"""

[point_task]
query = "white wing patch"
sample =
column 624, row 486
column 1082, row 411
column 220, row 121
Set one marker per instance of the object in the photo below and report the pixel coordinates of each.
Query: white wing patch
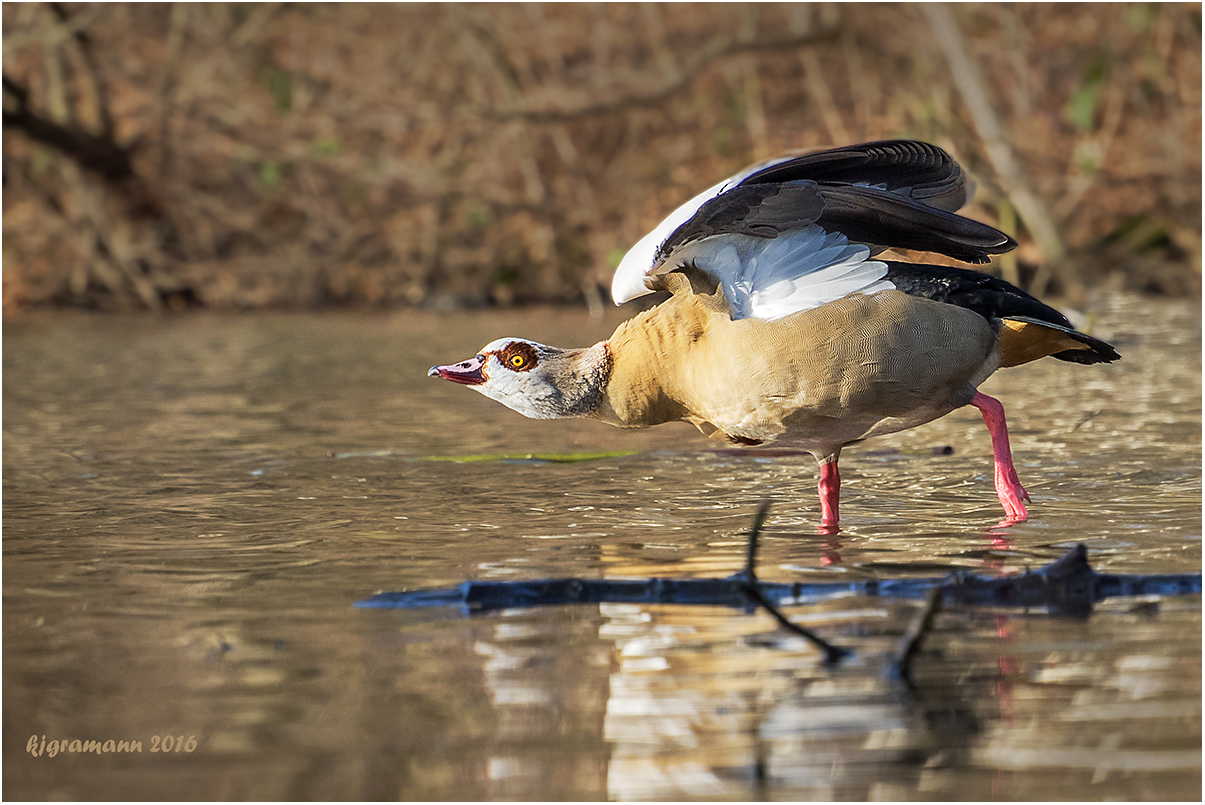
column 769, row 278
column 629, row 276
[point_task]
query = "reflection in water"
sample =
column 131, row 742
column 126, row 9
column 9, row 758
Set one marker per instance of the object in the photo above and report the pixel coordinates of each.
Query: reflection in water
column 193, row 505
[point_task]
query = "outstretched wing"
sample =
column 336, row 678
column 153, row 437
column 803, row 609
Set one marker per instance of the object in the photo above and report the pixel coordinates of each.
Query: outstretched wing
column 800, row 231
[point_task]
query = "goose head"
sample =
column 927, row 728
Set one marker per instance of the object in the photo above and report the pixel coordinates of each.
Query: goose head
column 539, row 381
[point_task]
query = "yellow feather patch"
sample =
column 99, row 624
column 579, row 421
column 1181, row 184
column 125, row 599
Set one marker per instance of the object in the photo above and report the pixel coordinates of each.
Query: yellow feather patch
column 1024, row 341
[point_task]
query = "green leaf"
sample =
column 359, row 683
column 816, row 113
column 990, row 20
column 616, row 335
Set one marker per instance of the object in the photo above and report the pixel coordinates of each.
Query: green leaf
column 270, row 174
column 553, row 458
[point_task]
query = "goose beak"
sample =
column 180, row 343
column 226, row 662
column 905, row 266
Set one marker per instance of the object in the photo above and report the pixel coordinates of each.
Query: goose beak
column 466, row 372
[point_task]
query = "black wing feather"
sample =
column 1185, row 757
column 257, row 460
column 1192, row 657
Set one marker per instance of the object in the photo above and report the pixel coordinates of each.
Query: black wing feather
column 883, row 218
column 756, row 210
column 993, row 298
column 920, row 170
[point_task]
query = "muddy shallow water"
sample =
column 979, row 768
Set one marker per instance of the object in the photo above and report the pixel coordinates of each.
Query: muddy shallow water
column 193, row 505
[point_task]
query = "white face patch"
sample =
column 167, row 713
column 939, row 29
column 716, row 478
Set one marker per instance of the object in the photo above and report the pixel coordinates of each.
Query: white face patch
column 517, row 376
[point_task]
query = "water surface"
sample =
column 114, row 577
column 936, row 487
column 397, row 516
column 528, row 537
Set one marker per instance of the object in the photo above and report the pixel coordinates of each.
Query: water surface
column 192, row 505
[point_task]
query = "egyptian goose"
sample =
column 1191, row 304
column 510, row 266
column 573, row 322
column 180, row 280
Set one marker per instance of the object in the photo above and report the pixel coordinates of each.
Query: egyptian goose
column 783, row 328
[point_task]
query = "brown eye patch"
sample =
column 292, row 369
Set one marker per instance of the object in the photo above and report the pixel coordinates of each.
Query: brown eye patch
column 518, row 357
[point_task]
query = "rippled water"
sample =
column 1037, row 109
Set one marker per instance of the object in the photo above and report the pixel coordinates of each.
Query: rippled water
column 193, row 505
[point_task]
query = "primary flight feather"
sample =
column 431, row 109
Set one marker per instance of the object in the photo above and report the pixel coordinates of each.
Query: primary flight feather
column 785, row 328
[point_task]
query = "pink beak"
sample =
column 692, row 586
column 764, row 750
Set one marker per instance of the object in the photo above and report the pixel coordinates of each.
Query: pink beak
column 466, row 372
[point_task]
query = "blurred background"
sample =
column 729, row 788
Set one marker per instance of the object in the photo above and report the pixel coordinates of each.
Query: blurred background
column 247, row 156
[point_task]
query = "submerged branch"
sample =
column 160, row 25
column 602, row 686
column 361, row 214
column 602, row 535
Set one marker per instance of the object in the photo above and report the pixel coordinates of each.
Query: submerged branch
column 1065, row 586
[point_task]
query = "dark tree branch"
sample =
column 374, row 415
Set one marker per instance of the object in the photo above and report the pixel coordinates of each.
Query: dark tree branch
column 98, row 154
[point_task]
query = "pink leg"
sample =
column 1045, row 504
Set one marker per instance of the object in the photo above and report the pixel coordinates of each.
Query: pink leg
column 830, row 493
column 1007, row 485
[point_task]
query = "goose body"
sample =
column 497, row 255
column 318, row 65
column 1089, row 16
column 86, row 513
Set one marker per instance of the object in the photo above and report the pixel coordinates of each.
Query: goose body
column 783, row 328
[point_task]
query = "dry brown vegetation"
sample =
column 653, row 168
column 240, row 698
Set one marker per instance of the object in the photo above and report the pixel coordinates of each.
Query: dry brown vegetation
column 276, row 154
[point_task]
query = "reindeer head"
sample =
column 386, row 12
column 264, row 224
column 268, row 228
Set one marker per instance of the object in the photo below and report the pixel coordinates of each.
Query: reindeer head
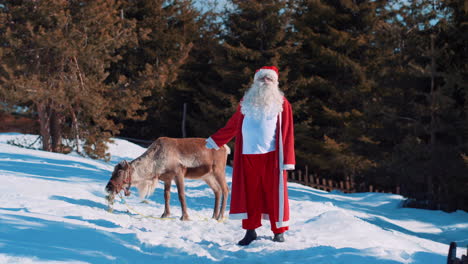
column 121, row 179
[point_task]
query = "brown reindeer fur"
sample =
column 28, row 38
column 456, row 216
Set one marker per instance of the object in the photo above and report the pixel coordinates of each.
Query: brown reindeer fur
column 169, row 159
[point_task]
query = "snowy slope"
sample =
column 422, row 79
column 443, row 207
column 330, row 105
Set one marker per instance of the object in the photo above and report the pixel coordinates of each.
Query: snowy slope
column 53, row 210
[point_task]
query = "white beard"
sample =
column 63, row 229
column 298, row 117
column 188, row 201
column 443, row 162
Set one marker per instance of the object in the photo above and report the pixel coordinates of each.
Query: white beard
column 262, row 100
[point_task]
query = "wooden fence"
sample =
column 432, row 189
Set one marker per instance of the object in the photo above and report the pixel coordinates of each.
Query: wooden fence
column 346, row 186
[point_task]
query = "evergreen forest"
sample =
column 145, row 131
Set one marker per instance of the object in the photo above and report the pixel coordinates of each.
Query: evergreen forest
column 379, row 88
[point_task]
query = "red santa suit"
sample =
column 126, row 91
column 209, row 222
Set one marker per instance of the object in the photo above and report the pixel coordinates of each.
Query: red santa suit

"""

REQUIRED ACTION ▸
A verbatim reproduction of each entry is expected, with every picture omitted.

SOLUTION TO THIS PROBLEM ▸
[point_task]
query = "white wing patch"
sample =
column 624, row 486
column 1082, row 411
column 220, row 121
Set one marker per instance of the object in the photo below and report the pixel coordinates of each.
Query: white wing patch
column 769, row 278
column 629, row 276
[point_task]
query = "reflection in water"
sample =
column 131, row 742
column 126, row 9
column 9, row 758
Set one marker per instance of the object in the photo above and report the pixel coordinates of each.
Query: reflection in water
column 193, row 505
[point_task]
query = "outstretched wing"
sample =
column 336, row 678
column 153, row 437
column 803, row 609
Set one marker per instance of the object in the photo above and report the pixel coordinates of each.
Query: outstretched wing
column 800, row 231
[point_task]
query = "goose head"
sample =
column 927, row 728
Set one marker per instance of the object in the photo above and report the pixel coordinates of each.
Query: goose head
column 539, row 381
[point_task]
query = "yellow feather patch"
sample =
column 99, row 624
column 579, row 421
column 1181, row 184
column 125, row 599
Set one marker per instance of the object in the photo above and report the pixel coordinates of each.
Query: yellow feather patch
column 1024, row 341
[point_task]
query = "green leaf"
sample =
column 359, row 683
column 816, row 113
column 990, row 20
column 616, row 335
Set one marker per instance of the object in the photo above and report the pixel coordinates of each.
Query: green leaf
column 270, row 174
column 553, row 458
[point_task]
query = "goose beak"
sample =
column 180, row 343
column 226, row 662
column 905, row 266
Set one marker per instance of the object in the photo above and report the pixel coordinates of each.
Query: goose beak
column 466, row 372
[point_task]
query = "black wing feather"
sample =
column 1185, row 757
column 257, row 460
column 1192, row 657
Set one marker per instance of the object in the photo above and report the pixel coordinates of each.
Query: black wing feather
column 883, row 218
column 756, row 210
column 993, row 298
column 920, row 170
[point_task]
query = "muddy shallow water"
sample =
column 979, row 768
Set one marker per instance of the object in the photo above and report the pixel coordinates of each.
Query: muddy shallow water
column 193, row 505
[point_task]
query = "white face patch"
sample =
column 167, row 713
column 939, row 29
column 716, row 478
Set one marker per instance of the object in the photo above and report the pixel coordinates of each.
Query: white face patch
column 517, row 376
[point_task]
query = "water surface"
sample =
column 114, row 577
column 936, row 487
column 397, row 516
column 528, row 537
Set one marker per instance of the object in the photo above and report the pixel coordinates of each.
Query: water surface
column 192, row 505
[point_task]
query = "egyptian goose"
sample =
column 1191, row 304
column 510, row 266
column 573, row 322
column 180, row 280
Set one marker per instance of the object in the photo above and report the pixel coordinates of each.
Query: egyptian goose
column 783, row 328
[point_task]
query = "brown eye patch"
sample =
column 292, row 369
Set one marker per instance of the object in the photo above and report the pixel coordinates of each.
Query: brown eye patch
column 518, row 357
[point_task]
query = "rippled water"
sample =
column 1037, row 109
Set one marker per instance of the object in the photo above and report the pixel coordinates of each.
Query: rippled water
column 193, row 505
[point_task]
query = "primary flight feather"
sample =
column 431, row 109
Set one marker per instance of the object in the photo above and report the pixel coordinates of each.
Query: primary flight feather
column 785, row 328
[point_task]
query = "pink beak"
sample =
column 692, row 586
column 764, row 750
Set one marker per instance of the object in the photo above and report the pixel coordinates of each.
Query: pink beak
column 466, row 372
[point_task]
query = "blurred background"
sample =
column 729, row 788
Set one marker per instance of the object in the photo above and report the pixel coordinates of each.
Query: blurred background
column 247, row 156
[point_task]
query = "submerged branch"
sample =
column 160, row 25
column 602, row 686
column 361, row 214
column 602, row 535
Set one marker per instance of the object in the photo above and report the pixel coordinates of each.
Query: submerged branch
column 1065, row 586
[point_task]
query = "dark tree branch"
sample =
column 374, row 415
Set one marker per instance of the object in the photo above and report the pixel coordinates of each.
Query: dark tree branch
column 98, row 154
[point_task]
query = "pink leg"
sample =
column 1045, row 504
Set one marker per instance of the object in the photo above and report the pixel coordinates of each.
Query: pink leg
column 830, row 493
column 1007, row 485
[point_task]
query = "goose body"
sample =
column 497, row 255
column 318, row 65
column 1089, row 16
column 86, row 513
Set one marker per instance of the object in the photo above and report the pixel coordinates of each.
Query: goose body
column 783, row 328
[point_task]
query = "dry brown vegetation"
sample =
column 653, row 168
column 240, row 698
Set one marker per instance of the object in the photo above and report the pixel coordinates of each.
Query: dry brown vegetation
column 276, row 154
[point_task]
query = "reindeer head"
sample =
column 386, row 12
column 264, row 224
column 268, row 228
Set one marker per instance of the object in the photo below and report the pixel coordinates of each.
Query: reindeer head
column 121, row 179
[point_task]
query = "brown reindeer fur"
sample =
column 28, row 38
column 456, row 216
Set one marker per instance of the object in the photo above and report the pixel coordinates of each.
Query: brown reindeer fur
column 169, row 159
[point_task]
query = "snowy slope"
sample =
column 422, row 79
column 443, row 207
column 330, row 105
Set one marker per instance of the object in the photo above and report the pixel coordinates of each.
Query: snowy slope
column 53, row 210
[point_task]
query = "white beard"
sample =
column 63, row 229
column 298, row 117
column 188, row 201
column 443, row 162
Set one marker per instance of the object in the photo above and report the pixel coordinates of each.
Query: white beard
column 262, row 100
[point_task]
query = "wooden fence"
sample =
column 432, row 189
Set one marker per instance of the object in the photo above and report the pixel coordinates of each.
Query: wooden fence
column 346, row 186
[point_task]
query = "evergreen forest"
sample =
column 145, row 131
Set one marker per instance of the object in the photo above and report the pixel coordinates of each.
Query: evergreen forest
column 379, row 88
[point_task]
query = "red santa suit"
sample =
column 126, row 91
column 209, row 222
Set one marker per instance of the object in the photo above and report the pixel coordinates of each.
Query: red santa suit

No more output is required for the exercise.